• Task to complete: Find "the wet sand" in the material below, then copy that line and every subsequent line to the end, exactly.

• The data:
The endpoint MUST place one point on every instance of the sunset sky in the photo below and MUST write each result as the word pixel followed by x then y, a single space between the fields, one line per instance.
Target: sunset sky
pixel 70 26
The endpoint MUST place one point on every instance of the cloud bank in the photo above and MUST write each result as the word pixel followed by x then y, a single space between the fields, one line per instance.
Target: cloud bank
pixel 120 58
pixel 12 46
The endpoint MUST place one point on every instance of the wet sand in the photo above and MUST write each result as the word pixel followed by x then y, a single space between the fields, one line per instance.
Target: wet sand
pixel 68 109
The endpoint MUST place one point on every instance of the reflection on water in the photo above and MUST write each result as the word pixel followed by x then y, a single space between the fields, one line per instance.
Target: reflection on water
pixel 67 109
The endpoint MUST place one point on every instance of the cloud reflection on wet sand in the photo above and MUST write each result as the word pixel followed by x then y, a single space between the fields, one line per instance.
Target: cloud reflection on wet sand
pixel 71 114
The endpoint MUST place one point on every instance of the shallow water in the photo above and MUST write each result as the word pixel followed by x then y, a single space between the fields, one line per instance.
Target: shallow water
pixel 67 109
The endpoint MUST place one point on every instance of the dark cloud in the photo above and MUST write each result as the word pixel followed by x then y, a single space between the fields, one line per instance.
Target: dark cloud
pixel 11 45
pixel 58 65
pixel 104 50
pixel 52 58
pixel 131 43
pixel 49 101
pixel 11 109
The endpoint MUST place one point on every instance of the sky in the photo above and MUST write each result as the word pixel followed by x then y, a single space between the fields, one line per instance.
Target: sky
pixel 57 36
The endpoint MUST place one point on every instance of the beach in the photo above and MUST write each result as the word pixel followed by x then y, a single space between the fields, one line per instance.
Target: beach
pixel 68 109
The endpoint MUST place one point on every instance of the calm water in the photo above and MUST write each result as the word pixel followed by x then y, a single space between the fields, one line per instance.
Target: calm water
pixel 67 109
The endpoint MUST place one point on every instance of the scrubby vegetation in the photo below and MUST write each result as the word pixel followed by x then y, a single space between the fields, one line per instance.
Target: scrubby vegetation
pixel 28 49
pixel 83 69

• Written response:
The endpoint MUST place one point on every instance of the wet sand in the photo above and MUST write each result as the word pixel followed by x then y, a single space between the fields, one line per instance.
Target: wet sand
pixel 68 109
The endpoint MUST place one point on every instance of the reflection on water in the photo above and MUST write each result as the word pixel followed by x then y, a single space between the fields, one line per instance.
Target: reflection on water
pixel 67 109
The endpoint MUST place one point on every instance of the cloud reflection on wet sand in the photo above and MUST write each result as the word pixel followed by x then y, a single space between the fields, one line per instance.
Target: cloud reflection on wet sand
pixel 71 114
The endpoint MUST place one point on every instance of the shallow water in the photo above and MUST write each result as the word pixel followed by x then y, a single space between the fields, one line per instance.
Target: shallow water
pixel 67 109
The endpoint MUST place one point on every instance of the dark cloud in the photo above and MUST write each result as the word pixel followed by x then y, a single space between the fields, one line per instance.
Target: dark cloud
pixel 11 45
pixel 58 65
pixel 104 50
pixel 52 58
pixel 131 43
pixel 49 101
pixel 11 109
The endpoint MUST place one point on every instance of the sky in the photo above and MUST write each result as the word pixel followed by x then y, a single space between the fields, one line per instance.
Target: sky
pixel 57 36
The endpoint MUST place one point on every instance of the beach in the photo above and MUST write each result as the word pixel followed by x then y, a single space between the fields, one line per instance.
Target: beach
pixel 68 109
The endpoint MUST place one point on every instance of the calm water in the photo above and MUST write each result as the word pixel followed by x then y, a single space between the fields, one line per instance.
Target: calm water
pixel 67 109
The endpoint MUST place one point on every instance of the scrubby vegetation in the photo below and MUST write each result as the word pixel followed by x then y, a single space between the fields, one line per instance.
Target: scrubby vegetation
pixel 28 49
pixel 83 69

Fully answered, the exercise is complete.